Repeat the data as given. Images do not go in the copy.

━━━━━ Supplied entries ━━━━━

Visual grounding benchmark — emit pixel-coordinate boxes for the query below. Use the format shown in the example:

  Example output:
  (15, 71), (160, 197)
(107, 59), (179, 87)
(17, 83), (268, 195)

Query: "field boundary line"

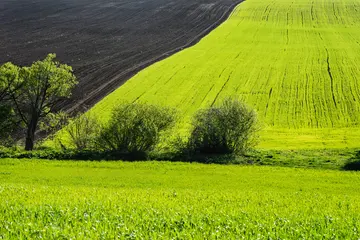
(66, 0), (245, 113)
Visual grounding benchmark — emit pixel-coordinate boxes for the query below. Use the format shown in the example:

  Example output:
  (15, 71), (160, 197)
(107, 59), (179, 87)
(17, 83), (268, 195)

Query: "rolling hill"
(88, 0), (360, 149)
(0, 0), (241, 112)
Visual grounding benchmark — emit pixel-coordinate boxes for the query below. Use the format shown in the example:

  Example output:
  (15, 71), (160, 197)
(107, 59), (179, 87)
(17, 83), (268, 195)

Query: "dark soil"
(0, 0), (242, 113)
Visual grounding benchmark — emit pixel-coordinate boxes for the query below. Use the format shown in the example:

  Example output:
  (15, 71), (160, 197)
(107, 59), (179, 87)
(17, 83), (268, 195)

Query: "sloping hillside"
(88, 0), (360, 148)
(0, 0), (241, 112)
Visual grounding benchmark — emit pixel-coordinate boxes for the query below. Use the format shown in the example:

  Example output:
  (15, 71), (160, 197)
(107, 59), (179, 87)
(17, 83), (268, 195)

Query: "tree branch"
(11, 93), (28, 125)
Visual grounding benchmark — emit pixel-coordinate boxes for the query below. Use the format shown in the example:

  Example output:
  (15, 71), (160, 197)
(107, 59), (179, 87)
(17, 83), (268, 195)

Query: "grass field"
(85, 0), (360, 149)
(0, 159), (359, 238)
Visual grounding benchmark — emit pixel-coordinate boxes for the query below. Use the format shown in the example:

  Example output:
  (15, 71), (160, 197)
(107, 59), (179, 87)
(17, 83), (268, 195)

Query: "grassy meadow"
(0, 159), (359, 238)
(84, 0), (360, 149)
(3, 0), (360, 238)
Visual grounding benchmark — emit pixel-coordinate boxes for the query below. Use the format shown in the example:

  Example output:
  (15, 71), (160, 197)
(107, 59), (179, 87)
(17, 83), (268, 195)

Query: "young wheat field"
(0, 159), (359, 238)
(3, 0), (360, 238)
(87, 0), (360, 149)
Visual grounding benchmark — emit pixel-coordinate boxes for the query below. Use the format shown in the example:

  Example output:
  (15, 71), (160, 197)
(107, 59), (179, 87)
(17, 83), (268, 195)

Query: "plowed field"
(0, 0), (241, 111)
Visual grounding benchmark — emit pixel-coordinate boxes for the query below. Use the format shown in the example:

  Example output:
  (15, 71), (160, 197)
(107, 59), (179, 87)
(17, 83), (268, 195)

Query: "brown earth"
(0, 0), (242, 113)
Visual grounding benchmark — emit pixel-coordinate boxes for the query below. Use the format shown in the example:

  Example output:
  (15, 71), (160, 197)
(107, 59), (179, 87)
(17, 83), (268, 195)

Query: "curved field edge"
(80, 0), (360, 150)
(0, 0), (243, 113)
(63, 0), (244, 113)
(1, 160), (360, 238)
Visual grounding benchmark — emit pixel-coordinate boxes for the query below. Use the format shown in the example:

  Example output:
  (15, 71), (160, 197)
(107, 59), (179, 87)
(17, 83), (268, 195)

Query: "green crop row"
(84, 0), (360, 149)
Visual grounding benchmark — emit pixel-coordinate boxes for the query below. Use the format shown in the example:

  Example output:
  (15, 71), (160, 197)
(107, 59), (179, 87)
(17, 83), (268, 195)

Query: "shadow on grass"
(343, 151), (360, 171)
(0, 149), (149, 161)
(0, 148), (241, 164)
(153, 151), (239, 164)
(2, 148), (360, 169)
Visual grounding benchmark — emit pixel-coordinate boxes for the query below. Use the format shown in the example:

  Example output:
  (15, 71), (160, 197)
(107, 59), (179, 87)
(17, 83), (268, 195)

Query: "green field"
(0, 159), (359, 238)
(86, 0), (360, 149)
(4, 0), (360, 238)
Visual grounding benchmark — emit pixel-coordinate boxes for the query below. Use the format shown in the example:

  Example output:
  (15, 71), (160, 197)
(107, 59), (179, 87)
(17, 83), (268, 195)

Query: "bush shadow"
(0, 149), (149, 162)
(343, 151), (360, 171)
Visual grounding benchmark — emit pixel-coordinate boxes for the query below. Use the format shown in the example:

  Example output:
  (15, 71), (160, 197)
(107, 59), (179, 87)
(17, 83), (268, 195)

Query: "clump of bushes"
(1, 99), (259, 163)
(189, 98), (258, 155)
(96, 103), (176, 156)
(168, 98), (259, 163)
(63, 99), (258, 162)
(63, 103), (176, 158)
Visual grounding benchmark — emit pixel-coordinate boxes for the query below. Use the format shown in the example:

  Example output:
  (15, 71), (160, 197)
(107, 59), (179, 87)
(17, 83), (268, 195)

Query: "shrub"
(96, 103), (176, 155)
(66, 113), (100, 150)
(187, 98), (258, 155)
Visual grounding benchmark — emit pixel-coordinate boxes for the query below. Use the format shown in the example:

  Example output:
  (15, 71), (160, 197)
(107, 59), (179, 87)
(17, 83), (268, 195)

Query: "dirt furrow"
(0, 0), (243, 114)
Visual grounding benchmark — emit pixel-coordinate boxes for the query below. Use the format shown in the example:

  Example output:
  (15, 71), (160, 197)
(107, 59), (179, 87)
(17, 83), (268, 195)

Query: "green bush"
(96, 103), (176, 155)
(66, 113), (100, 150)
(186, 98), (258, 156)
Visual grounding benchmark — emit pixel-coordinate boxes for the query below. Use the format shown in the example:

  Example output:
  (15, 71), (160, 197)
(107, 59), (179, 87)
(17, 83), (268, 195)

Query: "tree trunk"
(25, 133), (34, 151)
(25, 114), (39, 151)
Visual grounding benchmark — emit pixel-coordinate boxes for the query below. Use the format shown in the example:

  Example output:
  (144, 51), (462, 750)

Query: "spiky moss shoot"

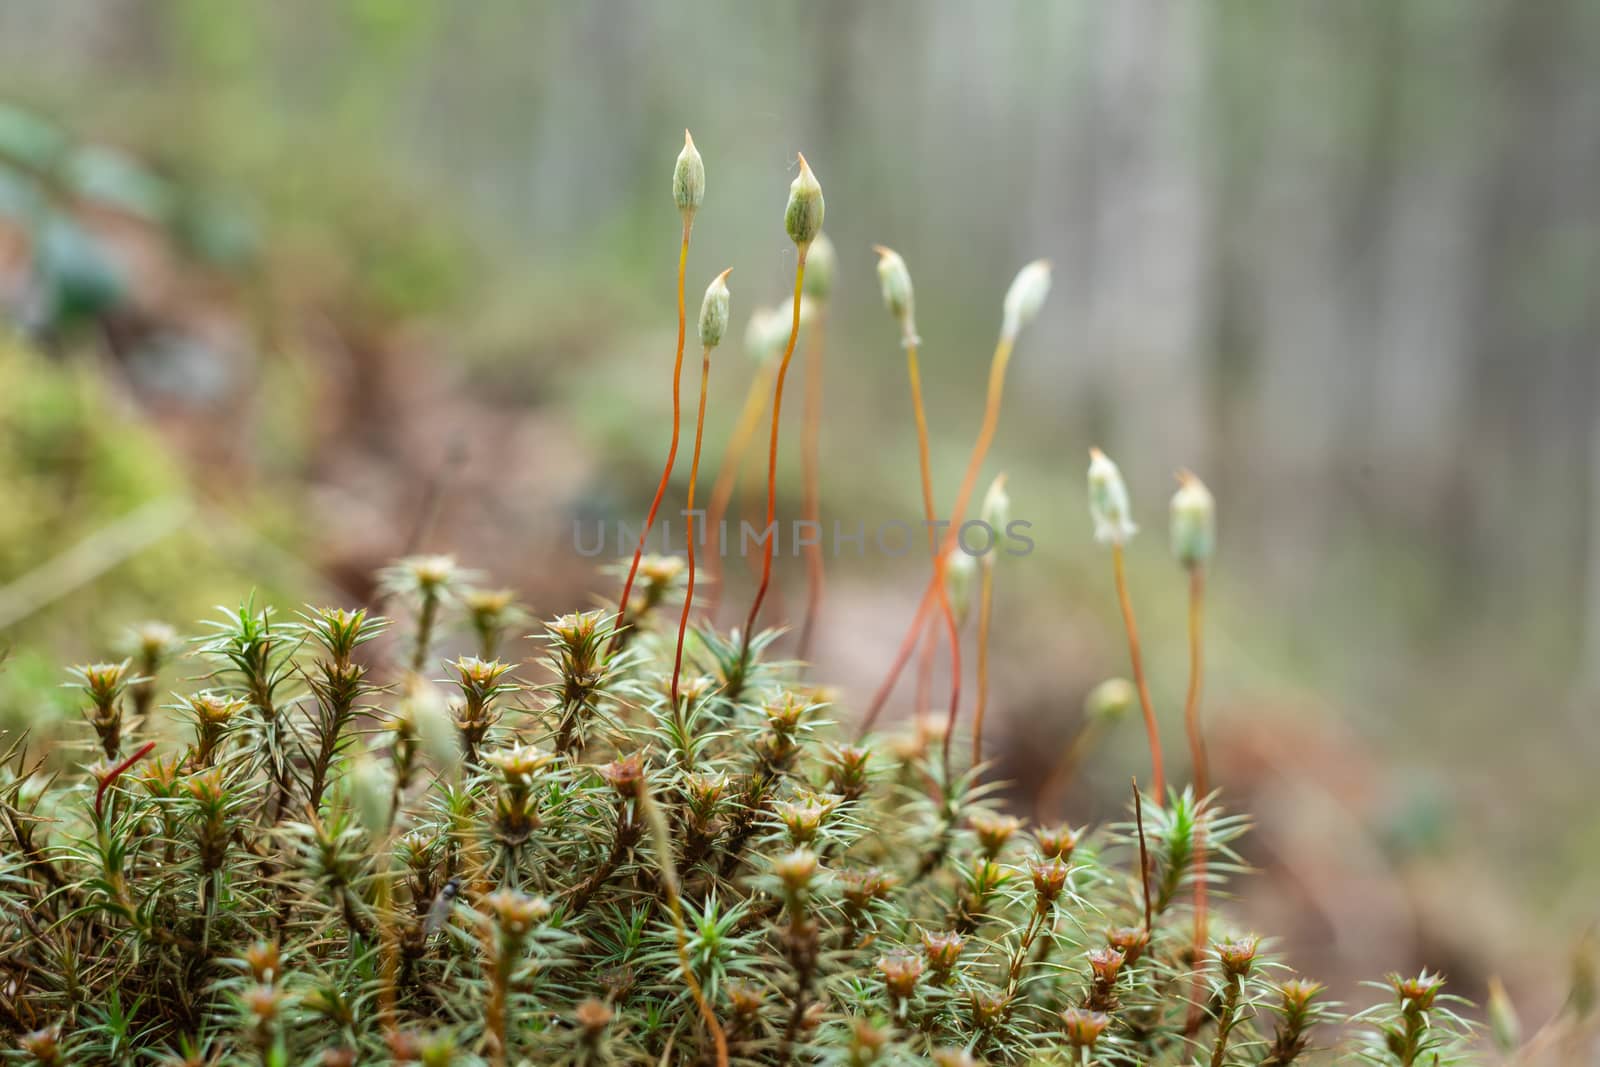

━━━━━

Your response:
Visual grounding benchmark — emit pixel-coordinate boxes for the query below. Use the format shown in the example:

  Example output:
  (15, 71), (160, 197)
(107, 59), (179, 87)
(17, 83), (268, 195)

Query: "field boundary line"

(66, 0), (245, 113)
Visual grounding benchmark — emit pixel-coordinate boxes for the query below. Use the format shown in the example:

  Example output:
  (15, 71), (160, 197)
(107, 59), (179, 87)
(17, 83), (268, 195)

Query: "rolling hill"
(88, 0), (360, 149)
(0, 0), (241, 112)
Visual grounding benchmark — emit pixel-coordinate boxes for the query below. Use the format shown in the example:

  Example output:
  (15, 71), (160, 197)
(107, 59), (179, 87)
(17, 83), (268, 195)

Query: "dark soil"
(0, 0), (242, 113)
Visual grounding benchmark — emit pixel-coordinate boxes for the query below. Use the format shown in the example:

  Example output:
  (15, 71), (160, 197)
(107, 59), (179, 87)
(17, 83), (268, 195)

Query: "sloping hillside"
(88, 0), (360, 148)
(0, 0), (241, 112)
Visual grounding benchmark — emit pixel-coordinate boxes for the query below. Use the format shown in the example:

  Example output:
  (15, 71), (160, 197)
(107, 59), (179, 87)
(17, 83), (268, 195)

Query: "tree branch"
(11, 93), (28, 125)
Visual grounding benchmark — emit pixel-coordinate boxes for the query below. Use the format shown in the example:

  Example output:
  (15, 71), (160, 197)
(107, 59), (179, 87)
(17, 83), (268, 195)

Query: "grass field"
(85, 0), (360, 149)
(0, 159), (359, 238)
Visual grounding benchmark — emit pixel-coordinate boxes for the query below. Use the format shown in the example:

  Example output:
  (15, 71), (160, 197)
(107, 59), (179, 87)
(17, 83), (268, 195)

Query: "grassy meadow"
(0, 159), (359, 238)
(84, 0), (360, 149)
(3, 0), (360, 238)
Visual grounding benchmark — emit pixel-coordinate boxes for the query below. Use the format shown in the example:

  Example output:
  (15, 71), (160, 197)
(107, 59), (179, 87)
(17, 83), (268, 195)

Query: "young wheat field"
(0, 159), (359, 238)
(3, 0), (360, 238)
(87, 0), (360, 149)
Visual grounding benchmark — emit pixel-coordinate boxes for the query below. Use the format shown in the example:

  Example output:
  (15, 71), (160, 197)
(107, 59), (179, 87)
(17, 83), (268, 195)

Query: "plowed field"
(0, 0), (241, 111)
Visual grounding benchmark — emit pixel-coordinate boxes for the query below. Use the format shown in the example:

  Example output:
  (15, 71), (160, 197)
(107, 59), (179, 87)
(17, 83), (268, 195)

Query: "brown earth"
(0, 0), (242, 113)
Visual grounding benchmark — emit pixel-coordinate boxes for the query below. Use the format shown in the example:

  Example output:
  (15, 71), (160, 197)
(107, 59), (179, 87)
(17, 83), (268, 195)

Query: "curved field edge"
(80, 0), (360, 150)
(0, 0), (243, 113)
(63, 0), (244, 113)
(1, 160), (360, 238)
Visual grounding benchmark — emit pixel-coordinate boxes for the query below. Use the format shown in the example:

  Example output:
  (15, 71), (160, 197)
(107, 59), (179, 87)
(17, 83), (268, 195)

Query: "green crop row"
(84, 0), (360, 149)
Visual grounding benchmark — emit pixel-coordinate boxes for the query below. Use the format shown in the example:

  Example output:
  (15, 71), (160, 197)
(107, 59), (179, 87)
(17, 83), (268, 195)

Query: "shadow on grass"
(343, 151), (360, 171)
(0, 149), (149, 161)
(0, 148), (241, 164)
(153, 151), (239, 164)
(2, 148), (360, 169)
Visual grounding benchmark — emit pixel-coordinate boxes for the query below. Use the format shown in the example:

  Example output:
  (15, 71), (160, 197)
(107, 59), (179, 87)
(17, 83), (268, 195)

Query: "green field"
(0, 159), (359, 238)
(86, 0), (360, 149)
(4, 0), (360, 238)
Visual grounding benchmark — emit pixel-coordinate boxes for the query below. Use the format shown in the example:

  Example output:
  (15, 71), (160, 197)
(107, 59), (179, 87)
(17, 83), (268, 195)

Query: "bush shadow"
(0, 149), (149, 162)
(343, 151), (360, 171)
Visual grounding benchmark — emit pixel-coordinate boxes for the query below. Use the format shown in the example:

  Example output:
  (15, 71), (160, 197)
(107, 59), (179, 87)
(17, 83), (268, 195)

Query: "clump of bushes"
(1, 99), (259, 163)
(189, 98), (258, 155)
(96, 103), (176, 156)
(168, 98), (259, 163)
(63, 99), (258, 162)
(63, 103), (176, 158)
Visual grounding benchmark — emit pixel-coordinate boxes for the query below. Use the format shown in the example:

  Example output:
  (15, 71), (160, 197)
(107, 59), (179, 87)
(17, 83), (268, 195)

Query: "shrub"
(96, 103), (176, 155)
(66, 113), (100, 150)
(187, 98), (258, 155)
Visual grounding benchmark — emit pixel-coordinate boxes for the query below. Use the format shown in the example:

  Example output:
  (15, 71), (160, 197)
(107, 59), (179, 87)
(17, 83), (268, 195)

Query: "dirt furrow"
(0, 0), (243, 114)
Visual grounding benchmark — emit pixel-coordinate boxes for the query below. Use the format shown in the example:

  Example output:
  (15, 71), (160, 197)
(107, 59), (179, 87)
(17, 83), (268, 195)

Query: "green bush"
(96, 103), (176, 155)
(66, 113), (100, 150)
(186, 98), (258, 156)
Visual grounding benchmark — emit pixel-coordinate boxes for the query below. Use the format shown in the example:

  Example output:
  (15, 71), (160, 197)
(107, 59), (179, 87)
(17, 83), (268, 195)

Query: "tree trunk"
(25, 133), (34, 151)
(25, 114), (39, 151)
Visual grounding benchmark — emit pixel-coordinate boxes for the query below. Use the format shown in the example:

  Example output:
  (144, 51), (462, 750)

Query: "spiky moss shoot"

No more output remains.